Extrait présenté:
==============================

Quelles sont les zones les plus vulnérables et comment cela se manifeste-t-il ?
Les effets négatifs sont assez généralisés en Afrique. Les pays d’Afrique de l’Ouest sont particulièrement vulnérables pour la production de sorgho et de mil. Et si les températures moyennes dépassent 2°C, la production de maïs pourrait également être réduite de 40%. En Afrique du Nord, la production d’oliviers est très impactée, tout comme celle du café en Afrique de l’Est. Il y a aussi des conséquences visibles en Amérique centrale, en Amérique latine et en Asie, sur les rizières.
Le problème est que le PIB [produit intérieur brut, NDLR] de ces pays provient essentiellement de l’agriculture, donc les impacts sur l’agriculture affectent directement l’économie du pays. Il y a moins de mécanisation et les agriculteurs sont plus vulnérables aux aléas climatiques – températures et précipitations.
Le rapport alerte au sujet des « maladaptations », c’est-à-dire des mauvaises solutions d’adaptation à la crise climatique. Y a-t-il des exemples dans le domaine agricole ?
L’agriculture est très vulnérable au changement climatique et contribue aux émissions de gaz à effet de serre. Donc les pratiques qui accentuent les émissions constituent de mauvaises solutions. L’utilisation intensive d’engrais, par exemple, produit des dioxydes d’azote [qui sont de puissants gaz à effet de serre, NDLR].
Ensuite, l’irrigation peut être une mesure adaptative. Mais si les ressources en eau sont limitées, cela peut créer des tensions avec d’autres secteurs. En Inde, les systèmes sont très développés, mais les nappes phréatiques sont exploitées à un niveau tel qu’il y a un grand risque que le pays vienne complètement à bout de ses ressources en eau. C’est aussi un risque majeur dans les pays méditerranéens, en Espagne particulièrement. L’irrigation est donc une mesure d’adaptation à court terme pour contrebalancer les sécheresses, mais elle dépend des contextes et ne constitue, bien souvent, pas une solution de long terme.
« Quand on décide de préserver les écosystèmes de forêts, on ne prend pas forcément en compte la voix des peuples autochtones. »
Par ailleurs, certaines mesures ne prennent pas en compte les intérêts des populations. Il peut y avoir un rapport de force entre ceux qui ont un pouvoir économique et décisionnel dans les communautés et les populations les plus vulnérables qui peuvent être marginalisées. Quand on décide de préserver les écosystèmes de forêts, on ne prend pas forcément en compte la voix des peuples autochtones. C’est la même chose pour les petits producteurs : si de nouvelles techniques ou semences plus résistantes apparaissent, mais qu’elles sont trop chères, cela exclut les paysans les plus vulnérables. Il faut des politiques qui les rendent accessibles à tous.
Comment notre agriculture peut-elle être s’adapter aux effets du bouleversement climatique ?
Nous avons identifié 14 bonnes pratiques pour le secteur alimentaire en matière d’irrigation, de cultures d’espèces adaptées aux augmentations de température, etc. Certaines mesures sont facilement mises en place : elles sont nommées « adaptations autonomes », car elles ne nécessitent aucune dépense particulière. C’est le cas par exemple du décalage des dates de semences.

==============================

Travail à faire:
(A) D'après l'extrait sur l'agriculture et le changement climatique, de combien la production de maïs pourrait-elle être réduite si les températures moyennes dépassent 2°C ?
(B) Recopiez le passage de l'extrait sur l'agriculture et le changement climatique qui va de « Quelles sont les » jusqu'à « températures et précipitations. » inclus.

Éléments stockés:
==============================

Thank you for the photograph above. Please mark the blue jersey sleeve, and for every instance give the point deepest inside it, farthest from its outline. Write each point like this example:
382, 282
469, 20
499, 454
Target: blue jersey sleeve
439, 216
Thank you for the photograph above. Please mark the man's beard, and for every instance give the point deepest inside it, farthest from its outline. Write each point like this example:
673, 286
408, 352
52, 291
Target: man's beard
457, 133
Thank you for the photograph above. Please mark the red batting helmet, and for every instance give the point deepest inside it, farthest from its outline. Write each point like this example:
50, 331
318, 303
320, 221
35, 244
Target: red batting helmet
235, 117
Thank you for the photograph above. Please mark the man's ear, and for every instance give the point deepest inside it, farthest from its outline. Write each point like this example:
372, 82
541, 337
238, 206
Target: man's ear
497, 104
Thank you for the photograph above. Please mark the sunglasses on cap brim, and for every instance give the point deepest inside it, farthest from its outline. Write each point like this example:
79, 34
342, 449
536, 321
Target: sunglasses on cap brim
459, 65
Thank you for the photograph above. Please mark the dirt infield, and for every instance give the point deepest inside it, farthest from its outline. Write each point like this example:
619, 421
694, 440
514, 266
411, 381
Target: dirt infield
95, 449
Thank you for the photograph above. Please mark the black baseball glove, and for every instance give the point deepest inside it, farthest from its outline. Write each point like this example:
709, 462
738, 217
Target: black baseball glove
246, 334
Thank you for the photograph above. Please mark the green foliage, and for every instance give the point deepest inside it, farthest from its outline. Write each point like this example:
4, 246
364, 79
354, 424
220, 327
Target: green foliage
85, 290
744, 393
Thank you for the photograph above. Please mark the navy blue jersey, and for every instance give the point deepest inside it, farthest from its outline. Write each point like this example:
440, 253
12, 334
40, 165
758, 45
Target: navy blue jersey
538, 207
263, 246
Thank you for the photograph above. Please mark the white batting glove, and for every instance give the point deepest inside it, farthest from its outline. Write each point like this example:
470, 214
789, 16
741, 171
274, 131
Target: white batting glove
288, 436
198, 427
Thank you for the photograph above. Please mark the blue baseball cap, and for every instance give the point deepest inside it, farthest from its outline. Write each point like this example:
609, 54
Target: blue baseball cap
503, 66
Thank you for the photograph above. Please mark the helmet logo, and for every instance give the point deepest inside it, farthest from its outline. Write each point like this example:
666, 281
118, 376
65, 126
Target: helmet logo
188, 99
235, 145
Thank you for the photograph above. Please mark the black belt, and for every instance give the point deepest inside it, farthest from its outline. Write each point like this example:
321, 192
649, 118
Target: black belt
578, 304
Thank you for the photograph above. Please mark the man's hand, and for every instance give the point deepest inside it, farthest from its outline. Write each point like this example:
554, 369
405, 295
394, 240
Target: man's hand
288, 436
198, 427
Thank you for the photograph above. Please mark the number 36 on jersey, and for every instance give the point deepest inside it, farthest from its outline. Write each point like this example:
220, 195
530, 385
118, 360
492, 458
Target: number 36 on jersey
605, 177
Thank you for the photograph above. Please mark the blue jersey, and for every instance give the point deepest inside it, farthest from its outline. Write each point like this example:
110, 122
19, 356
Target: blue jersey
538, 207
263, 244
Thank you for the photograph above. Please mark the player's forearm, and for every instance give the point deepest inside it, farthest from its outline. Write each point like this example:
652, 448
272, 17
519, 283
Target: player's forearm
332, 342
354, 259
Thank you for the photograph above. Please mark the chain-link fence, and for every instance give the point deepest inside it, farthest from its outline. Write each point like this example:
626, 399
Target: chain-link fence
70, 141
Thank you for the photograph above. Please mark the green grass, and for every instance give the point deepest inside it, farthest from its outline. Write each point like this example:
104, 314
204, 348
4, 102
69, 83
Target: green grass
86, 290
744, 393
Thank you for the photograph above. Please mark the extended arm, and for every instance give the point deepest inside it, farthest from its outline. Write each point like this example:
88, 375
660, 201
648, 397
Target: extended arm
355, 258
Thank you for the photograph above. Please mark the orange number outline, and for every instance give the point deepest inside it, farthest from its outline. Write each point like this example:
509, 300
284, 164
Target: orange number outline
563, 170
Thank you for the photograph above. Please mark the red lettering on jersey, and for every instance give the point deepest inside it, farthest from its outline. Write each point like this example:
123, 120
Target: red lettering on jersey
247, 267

==============================

Corrigé de l'exercice:
(A) De 40 %.

(B)
Quelles sont les zones les plus vulnérables et comment cela se manifeste-t-il ?
Les effets négatifs sont assez généralisés en Afrique. Les pays d’Afrique de l’Ouest sont particulièrement vulnérables pour la production de sorgho et de mil. Et si les températures moyennes dépassent 2°C, la production de maïs pourrait également être réduite de 40%. En Afrique du Nord, la production d’oliviers est très impactée, tout comme celle du café en Afrique de l’Est. Il y a aussi des conséquences visibles en Amérique centrale, en Amérique latine et en Asie, sur les rizières.
Le problème est que le PIB [produit intérieur brut, NDLR] de ces pays provient essentiellement de l’agriculture, donc les impacts sur l’agriculture affectent directement l’économie du pays. Il y a moins de mécanisation et les agriculteurs sont plus vulnérables aux aléas climatiques – températures et précipitations.